━━ GIVEN ENTRIES

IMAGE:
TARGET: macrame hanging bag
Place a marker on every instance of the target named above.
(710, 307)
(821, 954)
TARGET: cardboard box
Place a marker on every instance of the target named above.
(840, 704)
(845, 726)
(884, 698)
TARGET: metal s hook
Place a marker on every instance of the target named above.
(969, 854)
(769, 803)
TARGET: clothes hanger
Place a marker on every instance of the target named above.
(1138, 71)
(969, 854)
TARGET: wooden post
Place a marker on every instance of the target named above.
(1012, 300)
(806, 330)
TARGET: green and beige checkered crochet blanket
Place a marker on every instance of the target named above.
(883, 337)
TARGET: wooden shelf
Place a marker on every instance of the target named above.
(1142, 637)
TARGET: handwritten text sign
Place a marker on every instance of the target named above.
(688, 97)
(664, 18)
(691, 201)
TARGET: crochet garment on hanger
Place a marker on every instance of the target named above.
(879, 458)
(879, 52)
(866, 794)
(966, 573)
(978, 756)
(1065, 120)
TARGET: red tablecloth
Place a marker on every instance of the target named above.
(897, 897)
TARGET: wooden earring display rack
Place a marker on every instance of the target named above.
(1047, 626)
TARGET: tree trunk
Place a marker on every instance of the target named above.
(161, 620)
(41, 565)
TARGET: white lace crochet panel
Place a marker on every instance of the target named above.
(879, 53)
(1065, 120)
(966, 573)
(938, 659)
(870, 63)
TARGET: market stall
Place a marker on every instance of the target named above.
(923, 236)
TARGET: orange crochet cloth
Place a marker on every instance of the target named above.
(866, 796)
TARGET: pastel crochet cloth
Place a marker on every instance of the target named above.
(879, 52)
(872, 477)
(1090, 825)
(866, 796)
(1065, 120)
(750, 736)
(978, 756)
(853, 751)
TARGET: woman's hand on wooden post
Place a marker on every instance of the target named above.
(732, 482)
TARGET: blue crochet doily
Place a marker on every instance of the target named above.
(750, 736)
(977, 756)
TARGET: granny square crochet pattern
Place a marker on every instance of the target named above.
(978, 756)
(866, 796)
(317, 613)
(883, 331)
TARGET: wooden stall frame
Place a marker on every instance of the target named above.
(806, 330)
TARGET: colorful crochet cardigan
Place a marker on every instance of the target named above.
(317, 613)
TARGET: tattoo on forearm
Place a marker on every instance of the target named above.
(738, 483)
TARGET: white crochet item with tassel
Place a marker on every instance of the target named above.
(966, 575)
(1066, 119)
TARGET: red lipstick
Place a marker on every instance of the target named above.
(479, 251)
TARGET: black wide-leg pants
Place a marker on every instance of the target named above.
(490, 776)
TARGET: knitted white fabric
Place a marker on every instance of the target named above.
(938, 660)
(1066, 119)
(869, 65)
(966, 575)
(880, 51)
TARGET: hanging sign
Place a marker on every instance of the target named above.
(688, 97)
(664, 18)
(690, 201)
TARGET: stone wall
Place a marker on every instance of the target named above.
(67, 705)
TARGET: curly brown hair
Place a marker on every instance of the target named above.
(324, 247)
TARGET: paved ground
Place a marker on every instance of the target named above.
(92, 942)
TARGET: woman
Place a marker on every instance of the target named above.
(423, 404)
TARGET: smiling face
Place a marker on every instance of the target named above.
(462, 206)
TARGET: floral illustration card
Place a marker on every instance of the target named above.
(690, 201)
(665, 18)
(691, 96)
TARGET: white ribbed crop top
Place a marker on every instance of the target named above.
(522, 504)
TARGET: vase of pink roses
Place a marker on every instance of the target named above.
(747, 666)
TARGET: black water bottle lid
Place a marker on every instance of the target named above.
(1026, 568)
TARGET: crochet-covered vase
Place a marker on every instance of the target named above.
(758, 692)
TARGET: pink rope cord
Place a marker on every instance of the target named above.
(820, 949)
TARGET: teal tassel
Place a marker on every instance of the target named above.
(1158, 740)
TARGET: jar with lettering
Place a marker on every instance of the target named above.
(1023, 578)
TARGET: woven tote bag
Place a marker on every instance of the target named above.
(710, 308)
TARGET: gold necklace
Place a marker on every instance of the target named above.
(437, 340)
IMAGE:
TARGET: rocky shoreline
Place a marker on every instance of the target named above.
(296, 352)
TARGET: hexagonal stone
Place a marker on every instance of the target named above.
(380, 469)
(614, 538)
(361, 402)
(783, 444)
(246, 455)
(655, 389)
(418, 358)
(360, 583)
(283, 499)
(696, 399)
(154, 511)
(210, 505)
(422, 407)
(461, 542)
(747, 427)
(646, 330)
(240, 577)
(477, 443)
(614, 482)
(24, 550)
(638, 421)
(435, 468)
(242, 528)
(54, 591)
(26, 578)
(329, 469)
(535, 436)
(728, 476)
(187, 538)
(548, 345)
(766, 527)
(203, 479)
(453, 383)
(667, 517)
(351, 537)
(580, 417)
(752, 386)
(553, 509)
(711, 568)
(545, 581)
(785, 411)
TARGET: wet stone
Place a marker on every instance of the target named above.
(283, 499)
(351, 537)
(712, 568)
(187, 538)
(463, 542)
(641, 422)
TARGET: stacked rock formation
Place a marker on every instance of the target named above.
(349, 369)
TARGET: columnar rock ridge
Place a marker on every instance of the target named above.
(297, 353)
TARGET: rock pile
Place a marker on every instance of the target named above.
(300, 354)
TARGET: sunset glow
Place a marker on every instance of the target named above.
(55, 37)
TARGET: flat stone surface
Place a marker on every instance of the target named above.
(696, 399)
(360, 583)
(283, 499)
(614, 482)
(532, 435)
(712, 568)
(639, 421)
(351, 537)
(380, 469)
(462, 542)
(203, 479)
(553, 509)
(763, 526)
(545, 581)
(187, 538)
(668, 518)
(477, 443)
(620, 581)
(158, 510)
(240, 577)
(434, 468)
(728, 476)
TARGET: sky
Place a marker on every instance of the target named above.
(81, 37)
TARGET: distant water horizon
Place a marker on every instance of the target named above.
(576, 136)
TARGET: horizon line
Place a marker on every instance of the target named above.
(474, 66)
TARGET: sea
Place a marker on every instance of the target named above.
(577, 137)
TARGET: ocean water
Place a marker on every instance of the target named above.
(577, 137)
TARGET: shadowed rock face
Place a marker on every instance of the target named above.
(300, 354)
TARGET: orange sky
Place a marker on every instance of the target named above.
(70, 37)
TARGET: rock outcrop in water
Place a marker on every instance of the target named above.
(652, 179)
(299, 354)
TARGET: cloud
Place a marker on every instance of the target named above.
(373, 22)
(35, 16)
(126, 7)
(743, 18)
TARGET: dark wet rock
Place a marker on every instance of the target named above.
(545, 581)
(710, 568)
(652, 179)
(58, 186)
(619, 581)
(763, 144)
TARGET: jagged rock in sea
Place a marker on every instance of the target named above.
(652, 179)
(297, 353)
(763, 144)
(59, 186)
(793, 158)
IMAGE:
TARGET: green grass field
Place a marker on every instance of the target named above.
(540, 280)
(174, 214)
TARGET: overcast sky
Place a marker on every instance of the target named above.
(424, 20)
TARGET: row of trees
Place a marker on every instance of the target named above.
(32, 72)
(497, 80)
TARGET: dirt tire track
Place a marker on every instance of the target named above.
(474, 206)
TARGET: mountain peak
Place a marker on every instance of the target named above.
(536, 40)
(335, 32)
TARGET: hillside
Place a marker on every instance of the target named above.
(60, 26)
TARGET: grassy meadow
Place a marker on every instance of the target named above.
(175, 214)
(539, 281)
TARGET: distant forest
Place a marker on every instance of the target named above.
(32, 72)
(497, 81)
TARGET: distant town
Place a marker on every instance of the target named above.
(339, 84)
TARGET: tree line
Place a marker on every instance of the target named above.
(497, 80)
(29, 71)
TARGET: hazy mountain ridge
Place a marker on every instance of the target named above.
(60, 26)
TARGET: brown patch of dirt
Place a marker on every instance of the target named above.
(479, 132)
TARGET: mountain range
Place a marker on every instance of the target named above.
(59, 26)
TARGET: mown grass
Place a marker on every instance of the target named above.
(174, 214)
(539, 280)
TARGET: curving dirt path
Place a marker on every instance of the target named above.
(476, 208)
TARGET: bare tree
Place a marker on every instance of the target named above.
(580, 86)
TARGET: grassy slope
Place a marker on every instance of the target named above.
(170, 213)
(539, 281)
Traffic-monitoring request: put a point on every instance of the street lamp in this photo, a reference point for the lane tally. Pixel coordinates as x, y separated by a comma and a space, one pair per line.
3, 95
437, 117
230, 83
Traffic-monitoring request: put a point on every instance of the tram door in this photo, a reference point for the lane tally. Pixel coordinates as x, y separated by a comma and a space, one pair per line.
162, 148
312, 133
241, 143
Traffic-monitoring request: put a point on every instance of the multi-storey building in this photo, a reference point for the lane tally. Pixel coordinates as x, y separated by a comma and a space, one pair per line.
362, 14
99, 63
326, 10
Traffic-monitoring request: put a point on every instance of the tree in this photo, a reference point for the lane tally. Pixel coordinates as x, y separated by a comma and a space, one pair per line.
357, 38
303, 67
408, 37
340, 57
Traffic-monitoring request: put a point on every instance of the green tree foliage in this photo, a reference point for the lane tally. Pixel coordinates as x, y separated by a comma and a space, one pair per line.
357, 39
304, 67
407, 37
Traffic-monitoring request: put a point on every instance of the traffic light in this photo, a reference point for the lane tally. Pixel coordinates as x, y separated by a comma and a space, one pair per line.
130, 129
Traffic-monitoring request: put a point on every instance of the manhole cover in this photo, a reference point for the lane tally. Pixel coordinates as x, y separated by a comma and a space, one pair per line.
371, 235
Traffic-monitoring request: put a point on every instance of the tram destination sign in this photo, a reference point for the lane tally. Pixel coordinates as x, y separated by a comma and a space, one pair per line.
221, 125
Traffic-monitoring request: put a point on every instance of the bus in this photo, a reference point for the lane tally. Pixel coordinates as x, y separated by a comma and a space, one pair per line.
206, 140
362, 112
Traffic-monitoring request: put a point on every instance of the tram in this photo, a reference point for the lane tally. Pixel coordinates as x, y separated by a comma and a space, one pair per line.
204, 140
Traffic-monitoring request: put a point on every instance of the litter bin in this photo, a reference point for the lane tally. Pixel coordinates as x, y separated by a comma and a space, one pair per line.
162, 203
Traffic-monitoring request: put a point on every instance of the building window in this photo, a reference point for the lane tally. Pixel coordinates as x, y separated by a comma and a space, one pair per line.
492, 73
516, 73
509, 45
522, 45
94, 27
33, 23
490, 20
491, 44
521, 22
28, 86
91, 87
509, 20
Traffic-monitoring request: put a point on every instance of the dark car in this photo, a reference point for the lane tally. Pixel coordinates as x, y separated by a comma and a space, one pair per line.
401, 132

━━━━

▸ **TASK DESCRIPTION**
Nothing should appear in the answer except the lines above from the line with "TARGET: clothes hanger" through the line with "TARGET: handwritten text sign", both included, written out exactly.

▸ **YOUR SOLUTION**
TARGET: clothes hanger
Place a marker on every instance of the target named above.
(1138, 71)
(969, 854)
TARGET: wooden post
Place a marker on every instance of the target named above.
(1012, 300)
(806, 330)
TARGET: green and beige checkered crochet blanket
Place a marker on every instance of the target named above.
(883, 337)
TARGET: wooden shelf
Place a marker on every instance of the target named above.
(1142, 637)
TARGET: handwritten text sign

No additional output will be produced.